→ **The problem**
The copy you return must match the listing word for word and carry no pictures.

→ **Exercise data**

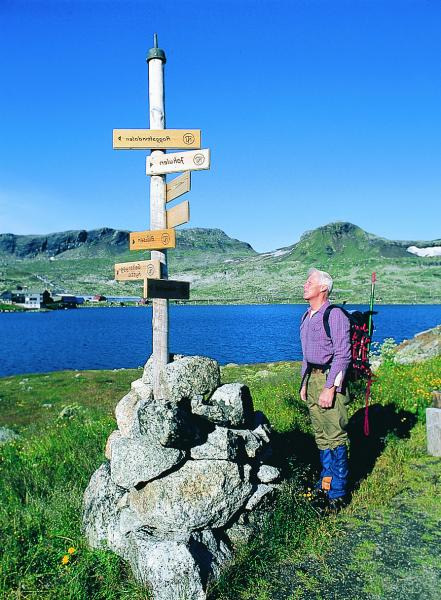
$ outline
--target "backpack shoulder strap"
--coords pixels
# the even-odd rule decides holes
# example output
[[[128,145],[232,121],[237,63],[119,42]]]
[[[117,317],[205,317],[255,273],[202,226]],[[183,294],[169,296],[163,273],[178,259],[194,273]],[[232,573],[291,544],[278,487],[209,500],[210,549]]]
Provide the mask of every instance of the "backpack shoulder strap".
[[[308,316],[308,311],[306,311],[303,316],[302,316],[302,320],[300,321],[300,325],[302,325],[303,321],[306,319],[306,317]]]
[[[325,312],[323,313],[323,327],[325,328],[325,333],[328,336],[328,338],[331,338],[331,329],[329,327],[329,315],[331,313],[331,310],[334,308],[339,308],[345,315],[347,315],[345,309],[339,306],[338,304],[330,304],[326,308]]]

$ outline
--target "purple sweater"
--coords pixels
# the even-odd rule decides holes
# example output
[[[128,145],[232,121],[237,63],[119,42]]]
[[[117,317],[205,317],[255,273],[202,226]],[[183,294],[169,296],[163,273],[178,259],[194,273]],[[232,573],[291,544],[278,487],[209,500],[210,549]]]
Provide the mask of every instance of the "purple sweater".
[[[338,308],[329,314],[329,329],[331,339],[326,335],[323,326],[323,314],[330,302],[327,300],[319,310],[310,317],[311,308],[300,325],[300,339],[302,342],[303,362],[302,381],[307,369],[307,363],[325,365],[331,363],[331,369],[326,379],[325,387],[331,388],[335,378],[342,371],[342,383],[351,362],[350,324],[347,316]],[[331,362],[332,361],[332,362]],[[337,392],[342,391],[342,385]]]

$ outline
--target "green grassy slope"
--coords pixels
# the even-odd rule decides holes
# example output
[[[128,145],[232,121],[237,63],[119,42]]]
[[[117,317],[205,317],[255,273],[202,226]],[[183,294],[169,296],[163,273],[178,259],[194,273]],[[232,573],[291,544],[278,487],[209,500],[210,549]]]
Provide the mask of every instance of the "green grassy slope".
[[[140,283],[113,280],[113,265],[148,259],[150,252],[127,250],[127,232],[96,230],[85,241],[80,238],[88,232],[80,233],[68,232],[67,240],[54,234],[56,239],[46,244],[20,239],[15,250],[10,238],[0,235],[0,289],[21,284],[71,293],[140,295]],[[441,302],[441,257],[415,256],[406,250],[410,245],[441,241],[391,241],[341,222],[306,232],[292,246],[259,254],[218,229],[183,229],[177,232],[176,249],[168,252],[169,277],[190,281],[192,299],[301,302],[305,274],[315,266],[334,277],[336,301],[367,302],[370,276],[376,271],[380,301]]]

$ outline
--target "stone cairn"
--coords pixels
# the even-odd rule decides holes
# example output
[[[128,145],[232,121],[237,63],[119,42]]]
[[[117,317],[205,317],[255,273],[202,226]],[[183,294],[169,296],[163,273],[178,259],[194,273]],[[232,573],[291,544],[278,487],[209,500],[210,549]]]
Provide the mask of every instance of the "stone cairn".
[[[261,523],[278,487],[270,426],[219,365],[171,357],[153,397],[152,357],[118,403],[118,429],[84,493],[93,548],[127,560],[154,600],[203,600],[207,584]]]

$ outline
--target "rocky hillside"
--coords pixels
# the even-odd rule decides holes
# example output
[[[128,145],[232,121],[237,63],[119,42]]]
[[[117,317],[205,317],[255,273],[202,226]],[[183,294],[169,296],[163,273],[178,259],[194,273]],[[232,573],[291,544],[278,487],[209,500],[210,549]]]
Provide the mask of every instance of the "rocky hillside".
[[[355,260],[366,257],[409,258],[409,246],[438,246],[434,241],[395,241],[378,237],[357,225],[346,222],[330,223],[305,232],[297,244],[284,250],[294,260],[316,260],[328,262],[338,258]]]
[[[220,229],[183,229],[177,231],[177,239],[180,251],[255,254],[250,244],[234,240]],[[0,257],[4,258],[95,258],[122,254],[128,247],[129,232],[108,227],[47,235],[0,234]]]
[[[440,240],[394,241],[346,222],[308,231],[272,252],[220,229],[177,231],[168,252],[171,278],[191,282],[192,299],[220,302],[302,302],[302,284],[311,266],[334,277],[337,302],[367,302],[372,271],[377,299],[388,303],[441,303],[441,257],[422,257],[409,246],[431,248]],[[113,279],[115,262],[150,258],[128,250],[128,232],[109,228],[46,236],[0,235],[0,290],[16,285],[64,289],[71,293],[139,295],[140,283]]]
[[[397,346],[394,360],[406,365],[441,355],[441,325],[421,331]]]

→ **Expected output**
$ outline
--target "backpack shoulder strap"
--coords pixels
# the even-odd rule decides holes
# example output
[[[128,145],[232,121],[237,63],[119,42]]]
[[[117,317],[205,317],[255,273],[202,226]],[[183,294],[169,296],[163,273],[178,259],[194,273]],[[232,573],[291,544],[278,487],[209,500],[210,549]]]
Provide the mask of every instance of the "backpack shoulder strap".
[[[308,316],[308,311],[306,311],[303,316],[302,316],[302,320],[300,321],[300,325],[302,325],[303,321],[306,319],[306,317]]]
[[[325,312],[323,313],[323,327],[325,328],[325,333],[328,336],[328,338],[331,338],[331,329],[329,327],[329,315],[331,313],[331,310],[334,308],[339,308],[345,315],[347,315],[345,309],[339,306],[338,304],[330,304],[326,308]]]

$ outline
--target "purple sweater"
--coords pixels
# the even-odd rule decides holes
# example output
[[[128,145],[232,121],[237,63],[119,42]]]
[[[117,317],[205,317],[255,273],[202,226]],[[183,294],[169,296],[163,273],[178,259],[194,273]],[[232,573],[291,544],[278,487],[209,500],[210,549]]]
Provide the mask of every instance of the "purple sweater".
[[[338,308],[329,314],[329,329],[331,339],[326,335],[323,326],[323,314],[330,302],[327,300],[319,310],[310,317],[311,308],[300,325],[300,339],[302,342],[303,362],[302,381],[307,369],[307,363],[325,365],[331,363],[331,369],[326,379],[325,387],[331,388],[335,378],[342,371],[342,383],[351,362],[350,324],[347,316]],[[331,362],[332,361],[332,362]],[[337,392],[342,391],[342,385]]]

$ outline
--target "green grassy slope"
--coords pixels
# the even-odd rule decides holes
# example output
[[[128,145],[232,121],[237,63],[119,42]]]
[[[117,317],[205,317],[255,273],[202,226]],[[183,294],[169,296],[163,273],[178,259],[194,273]],[[232,573],[291,544],[278,487],[209,500],[210,549]]]
Provide the mask of every instance of the "green grassy slope".
[[[140,283],[113,280],[113,265],[148,259],[150,252],[127,250],[127,232],[96,230],[85,241],[80,238],[88,232],[80,233],[68,232],[67,240],[54,234],[56,239],[46,244],[20,239],[15,250],[10,238],[0,235],[0,289],[21,284],[71,293],[140,295]],[[441,302],[441,257],[415,256],[406,250],[410,245],[441,241],[391,241],[341,222],[306,232],[292,246],[259,254],[218,229],[183,229],[177,232],[176,249],[168,252],[169,277],[190,281],[192,299],[301,302],[305,274],[315,266],[334,277],[336,301],[367,302],[370,276],[376,271],[380,301]]]

$ outline
--target "stone cairn"
--coords pixels
# the even-odd rule decides holes
# example output
[[[128,145],[232,121],[237,63],[119,42]]]
[[[117,317],[205,317],[255,273],[202,226]],[[183,294],[169,296],[163,273],[178,259],[194,273]],[[232,573],[291,544],[278,487],[209,500],[210,549]]]
Provide the mask of every instance of the "stone cairn".
[[[261,523],[278,487],[270,426],[219,365],[171,357],[153,397],[152,357],[118,403],[118,429],[84,493],[93,548],[127,560],[154,600],[203,600],[207,584]]]

$ outline
--target "rocky hillside"
--coords pixels
# the even-odd rule decides holes
# example output
[[[128,145],[232,121],[237,63],[119,42]]]
[[[117,317],[205,317],[255,273],[202,226]],[[183,294],[169,296],[163,273],[178,259],[194,273]],[[232,573],[291,544],[278,487],[209,500],[210,549]]]
Provide the mask of every instance of the "rocky hillside".
[[[355,260],[366,257],[409,258],[409,246],[438,246],[434,241],[395,241],[378,237],[357,225],[346,222],[330,223],[305,232],[297,244],[284,250],[294,260],[316,260],[328,262],[338,258]]]
[[[220,229],[183,229],[177,231],[177,239],[180,251],[255,254],[250,244],[234,240]],[[0,257],[4,258],[95,258],[122,254],[128,247],[129,232],[108,227],[47,235],[0,234]]]
[[[440,240],[394,241],[346,222],[308,231],[272,252],[220,229],[177,231],[168,252],[171,278],[191,282],[192,299],[220,302],[302,302],[302,284],[311,266],[334,277],[337,302],[367,302],[372,271],[377,299],[388,303],[441,303],[441,257],[422,257],[409,246],[431,248]],[[113,279],[115,262],[150,258],[128,250],[128,232],[109,228],[46,236],[0,235],[0,290],[16,285],[64,289],[71,293],[139,295],[140,283]]]
[[[397,346],[394,360],[406,365],[441,355],[441,325],[421,331]]]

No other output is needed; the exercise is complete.